EXERCISE AIM. Convert every line of the entries below into a JSON list of strings, one string per line, omitting blank lines and leaving out the pictures.

SUPPLIED MATERIAL.
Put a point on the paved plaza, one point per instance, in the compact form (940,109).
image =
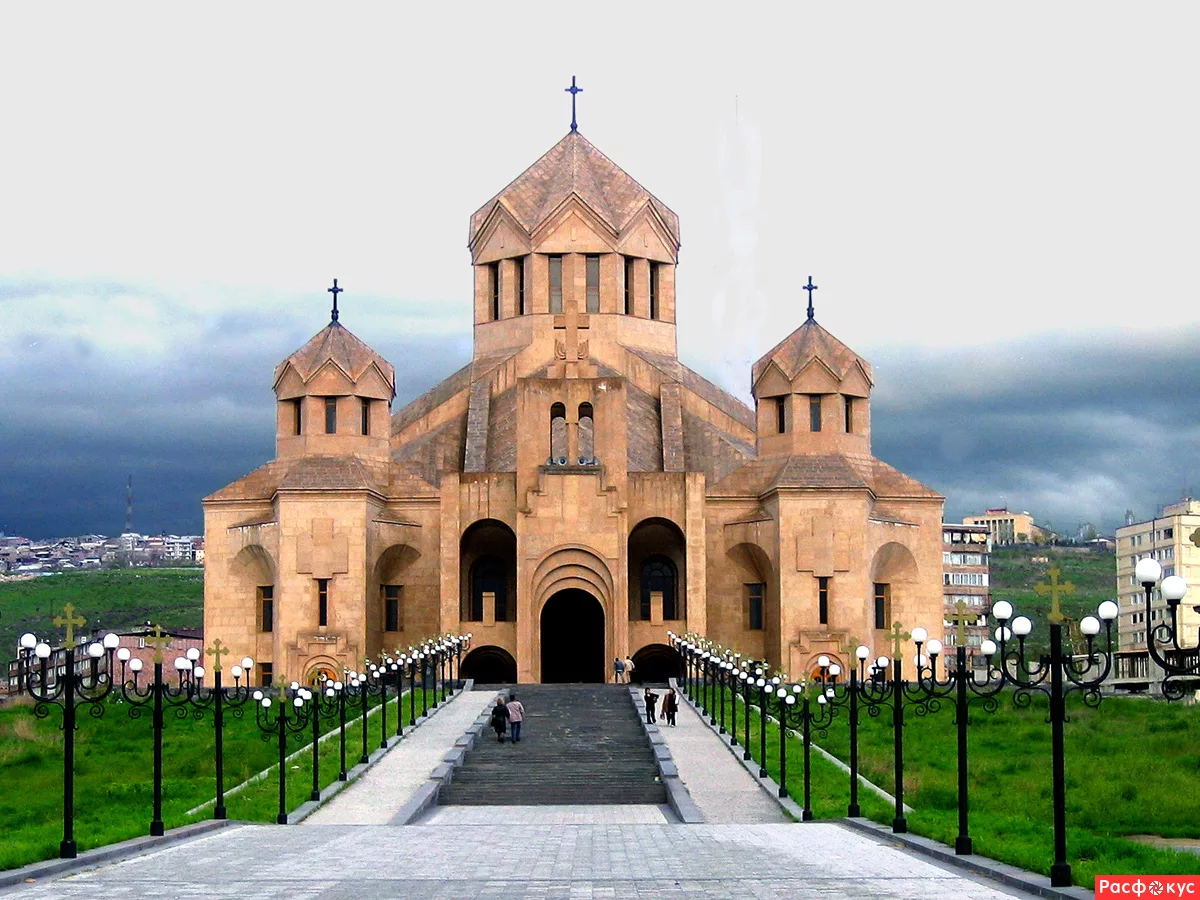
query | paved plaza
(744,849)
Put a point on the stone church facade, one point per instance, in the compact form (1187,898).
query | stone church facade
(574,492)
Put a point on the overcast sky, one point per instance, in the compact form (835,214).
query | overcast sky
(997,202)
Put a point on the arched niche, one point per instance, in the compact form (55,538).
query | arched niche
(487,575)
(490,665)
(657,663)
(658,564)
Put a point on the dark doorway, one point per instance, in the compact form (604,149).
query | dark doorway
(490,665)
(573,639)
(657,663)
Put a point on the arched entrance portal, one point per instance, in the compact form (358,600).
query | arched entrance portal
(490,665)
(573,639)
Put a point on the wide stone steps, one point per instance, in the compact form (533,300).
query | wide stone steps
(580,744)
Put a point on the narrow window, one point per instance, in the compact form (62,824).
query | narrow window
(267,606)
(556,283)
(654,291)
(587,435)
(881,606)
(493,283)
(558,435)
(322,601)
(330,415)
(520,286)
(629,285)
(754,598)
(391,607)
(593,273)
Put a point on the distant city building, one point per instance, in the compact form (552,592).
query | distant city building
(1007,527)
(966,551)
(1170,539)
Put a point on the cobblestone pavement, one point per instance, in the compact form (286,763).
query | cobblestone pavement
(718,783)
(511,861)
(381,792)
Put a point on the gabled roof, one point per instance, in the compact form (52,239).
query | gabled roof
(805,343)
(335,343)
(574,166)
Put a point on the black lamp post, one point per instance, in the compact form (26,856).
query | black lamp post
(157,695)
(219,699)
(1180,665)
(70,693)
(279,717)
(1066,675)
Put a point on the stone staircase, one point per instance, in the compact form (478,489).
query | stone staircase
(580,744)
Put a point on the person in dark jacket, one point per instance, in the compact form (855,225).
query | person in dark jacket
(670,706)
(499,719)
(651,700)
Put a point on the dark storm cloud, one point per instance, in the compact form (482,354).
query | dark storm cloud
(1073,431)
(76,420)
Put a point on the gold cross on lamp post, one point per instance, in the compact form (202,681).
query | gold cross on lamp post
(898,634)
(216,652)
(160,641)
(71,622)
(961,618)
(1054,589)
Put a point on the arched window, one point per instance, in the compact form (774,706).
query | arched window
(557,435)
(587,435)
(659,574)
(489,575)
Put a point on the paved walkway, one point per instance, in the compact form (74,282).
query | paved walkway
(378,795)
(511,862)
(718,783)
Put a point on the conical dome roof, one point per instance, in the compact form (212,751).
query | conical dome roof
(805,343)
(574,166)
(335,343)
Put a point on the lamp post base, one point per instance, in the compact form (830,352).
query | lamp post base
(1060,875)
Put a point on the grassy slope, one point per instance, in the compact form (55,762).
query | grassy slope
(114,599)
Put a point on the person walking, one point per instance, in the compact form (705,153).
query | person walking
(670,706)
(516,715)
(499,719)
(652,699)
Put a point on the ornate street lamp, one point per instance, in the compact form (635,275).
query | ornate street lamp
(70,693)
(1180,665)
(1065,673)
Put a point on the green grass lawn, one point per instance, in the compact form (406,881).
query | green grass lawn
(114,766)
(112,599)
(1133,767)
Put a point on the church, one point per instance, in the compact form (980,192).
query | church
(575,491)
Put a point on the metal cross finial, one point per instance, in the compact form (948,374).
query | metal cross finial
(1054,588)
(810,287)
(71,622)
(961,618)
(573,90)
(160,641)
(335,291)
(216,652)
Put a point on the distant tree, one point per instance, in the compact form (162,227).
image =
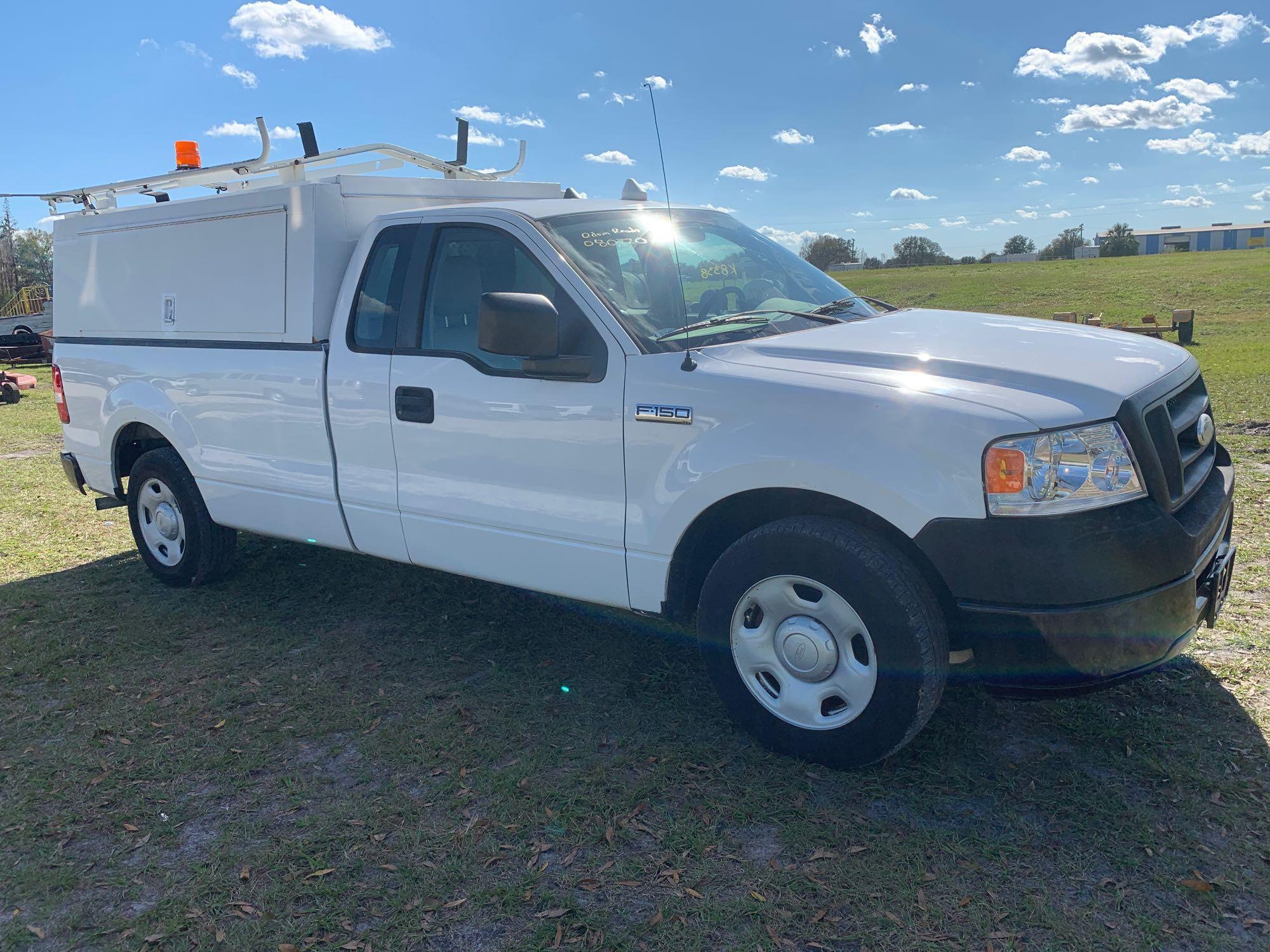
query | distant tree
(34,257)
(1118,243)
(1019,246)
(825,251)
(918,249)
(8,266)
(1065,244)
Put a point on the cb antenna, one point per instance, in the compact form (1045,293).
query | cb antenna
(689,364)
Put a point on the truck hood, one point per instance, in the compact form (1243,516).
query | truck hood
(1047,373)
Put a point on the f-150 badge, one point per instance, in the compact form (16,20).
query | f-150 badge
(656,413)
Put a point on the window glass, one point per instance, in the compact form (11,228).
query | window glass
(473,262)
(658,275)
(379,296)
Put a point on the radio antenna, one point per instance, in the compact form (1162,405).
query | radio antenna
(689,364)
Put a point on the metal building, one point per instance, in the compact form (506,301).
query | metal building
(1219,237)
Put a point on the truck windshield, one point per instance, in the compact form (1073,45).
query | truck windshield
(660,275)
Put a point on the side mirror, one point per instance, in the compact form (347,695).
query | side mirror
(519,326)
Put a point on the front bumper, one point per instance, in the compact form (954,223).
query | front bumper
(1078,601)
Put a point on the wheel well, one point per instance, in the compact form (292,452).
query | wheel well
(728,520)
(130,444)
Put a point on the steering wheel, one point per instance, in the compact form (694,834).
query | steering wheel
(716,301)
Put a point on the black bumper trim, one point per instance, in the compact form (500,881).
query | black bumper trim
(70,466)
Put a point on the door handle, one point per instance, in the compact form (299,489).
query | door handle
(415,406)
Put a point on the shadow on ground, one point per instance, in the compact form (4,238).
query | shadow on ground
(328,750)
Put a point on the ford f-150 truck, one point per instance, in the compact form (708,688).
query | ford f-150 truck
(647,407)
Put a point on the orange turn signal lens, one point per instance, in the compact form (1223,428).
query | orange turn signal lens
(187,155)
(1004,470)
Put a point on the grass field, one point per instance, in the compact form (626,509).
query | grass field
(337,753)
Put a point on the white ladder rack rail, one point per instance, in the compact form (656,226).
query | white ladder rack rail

THE RESPONSE.
[
  "Put a point on the paved plaza, one point per instance, in the compact form (940,109).",
  "image =",
  "query | paved plaza",
  "(744,849)",
  "Put a point on the stone church facade, one point per instance, in the compact form (1187,898).",
  "query | stone church facade",
  "(574,492)",
  "Put a point on the overcast sky, one point per instance, in the compact form (835,214).",
  "query | overcast sky",
  "(997,202)",
  "Put a point on the arched niche, one point per instance, in the compact form (55,538).",
  "query | arched niche",
  "(487,575)",
  "(490,665)",
  "(657,663)",
  "(658,564)",
  "Put a point on the dark doorway, one point per instance, in the compact form (604,149).",
  "query | dark doorway",
  "(490,665)",
  "(573,639)",
  "(657,663)",
  "Put a point on the arched entrance portal, one point per instance, in the compact form (358,600).",
  "query | arched entrance portal",
  "(490,665)",
  "(573,639)",
  "Put a point on the wide stone steps, one point per instance, in the compact form (533,300).",
  "query | wide stone steps",
  "(580,744)",
  "Put a point on the narrow window, one point per instance, in the compact form (62,824).",
  "query | narrow window",
  "(267,606)",
  "(556,283)",
  "(654,291)",
  "(587,435)",
  "(881,606)",
  "(493,283)",
  "(558,435)",
  "(322,601)",
  "(330,415)",
  "(520,286)",
  "(629,285)",
  "(754,598)",
  "(391,607)",
  "(593,273)",
  "Put a point on the distant city building, one point per instance, in the compact form (552,592).",
  "query | distant city building",
  "(1007,527)",
  "(966,551)",
  "(1170,539)",
  "Put a point on the cobblestone pavement, one point per instance, in the compact form (286,763).",
  "query | cobblestone pavement",
  "(718,783)",
  "(511,861)",
  "(381,792)",
  "Put a point on the gabled roof, one point per instance, in the compact form (52,239).",
  "query | gabled roof",
  "(805,343)",
  "(335,343)",
  "(574,166)",
  "Put a point on the black lamp post, one point per instance, in the compact form (26,856).",
  "query | black lamp post",
  "(157,695)",
  "(219,699)",
  "(1180,665)",
  "(70,693)",
  "(279,717)",
  "(1066,675)",
  "Put a point on the stone staircase, one point per instance, in the compact form (478,489).",
  "query | stone staircase",
  "(580,744)",
  "Put a point on the person in dark jacket, one point per instance, in the compact form (855,225).",
  "query | person in dark jacket",
  "(670,706)",
  "(499,719)",
  "(651,700)",
  "Put a point on the dark storm cloud, one point per instance, in the compact form (482,354).",
  "query | dark storm cloud",
  "(1073,431)",
  "(76,420)",
  "Put a point on the gold cross on lamp post, one point per instance, in the compact form (202,681).",
  "query | gold cross on lamp post",
  "(898,634)",
  "(216,652)",
  "(160,641)",
  "(71,622)",
  "(961,618)",
  "(1054,589)",
  "Put a point on the arched window, one point per instance, in the compact form (774,706).",
  "query | arched window",
  "(557,435)",
  "(587,435)",
  "(659,574)",
  "(489,575)",
  "Put a point on the paved walkway, one point per instance, in the compact form (74,282).",
  "query | paved walkway",
  "(378,795)",
  "(511,862)",
  "(718,783)",
  "Put a point on the conical dome roof, one point per instance, in the compact form (212,751).",
  "query | conical dome roof",
  "(805,343)",
  "(574,166)",
  "(335,343)",
  "Put a point on the lamp post base, one point per instance, in the compact form (830,352).",
  "query | lamp post base",
  "(1060,875)",
  "Put a point on the grassy slope, one point per instance, in the compact form (55,762).",
  "query | grassy slope",
  "(114,599)",
  "Put a point on the person walking, one point per instance, in the compact form (705,153).",
  "query | person walking",
  "(670,706)",
  "(516,715)",
  "(499,719)",
  "(652,699)",
  "Put a point on the ornate street lamp, one point per instance, in the compact form (635,275).",
  "query | ornate street lamp",
  "(70,693)",
  "(1180,665)",
  "(1065,673)",
  "Put a point on the green grass lawn, one point per instance, in the compact form (406,881).",
  "query | green grass lawn",
  "(114,766)",
  "(112,599)",
  "(1133,767)",
  "Put a point on the church, one point per instance, in the compact form (980,192).",
  "query | church",
  "(575,491)",
  "Put a point on the metal cross finial, one point per instance, in the compact form (948,374).",
  "query | metal cross finial",
  "(1054,588)",
  "(810,287)",
  "(71,622)",
  "(961,618)",
  "(573,90)",
  "(160,641)",
  "(335,291)",
  "(216,652)",
  "Put a point on the distant tree, one point per instance, in the compact form (162,227).",
  "image =",
  "query | distant tree",
  "(34,257)",
  "(1118,243)",
  "(1019,246)",
  "(825,251)",
  "(918,249)",
  "(8,266)",
  "(1065,244)",
  "Put a point on the cb antenna, one point per instance, in the compact form (1045,293).",
  "query | cb antenna",
  "(689,364)",
  "Put a point on the truck hood, one point per instance, in the compact form (1243,516).",
  "query | truck hood",
  "(1047,373)",
  "Put a point on the f-150 badge, one point per instance, in the compact form (16,20).",
  "query | f-150 badge",
  "(656,413)",
  "Put a point on the window glass, one point per instance, in the compact form (11,228).",
  "query | window glass",
  "(473,262)",
  "(658,275)",
  "(379,296)",
  "Put a point on the radio antenna, one point per instance, in the compact form (1162,405).",
  "query | radio antenna",
  "(689,364)",
  "Put a point on the metal building, one point per instance, in the compact form (506,301).",
  "query | metal building",
  "(1219,237)",
  "Put a point on the truck windshield, one point per instance, in the compact form (1073,45).",
  "query | truck windshield",
  "(660,275)",
  "Put a point on the side mirror, one point per instance, in the compact form (347,695).",
  "query | side mirror",
  "(519,326)",
  "Put a point on the front bumper, one point per instance, in the compact form (954,223).",
  "query | front bumper",
  "(1078,601)",
  "Put a point on the wheel well, one point per instance, in the compact form (292,452).",
  "query | wheel well",
  "(728,520)",
  "(130,444)",
  "Put a point on the steering wheel, one point per instance, in the compact form (694,834).",
  "query | steering wheel",
  "(716,301)",
  "Put a point on the black bumper trim, one point per instance, in the compact form (500,881).",
  "query | black bumper trim",
  "(70,466)",
  "Put a point on the door handle, one point per instance, in the compact form (299,489).",
  "query | door handle",
  "(415,406)",
  "Put a point on the shadow on ground, one point per instance, in the compact form (4,238).",
  "query | shadow on ground",
  "(328,750)",
  "Put a point on the ford f-150 truck, one point per instance, in the compact form (708,688).",
  "query | ford f-150 truck",
  "(647,407)",
  "Put a point on the orange turn signal lens, one point per instance, in the compact form (1223,428).",
  "query | orange turn signal lens",
  "(187,155)",
  "(1004,470)",
  "Put a point on the grass field, one point per instance, in the compact form (626,509).",
  "query | grass field",
  "(337,753)",
  "Put a point on the white ladder rack rail, one point per instance, in the compact form (656,226).",
  "query | white ladder rack rail"
]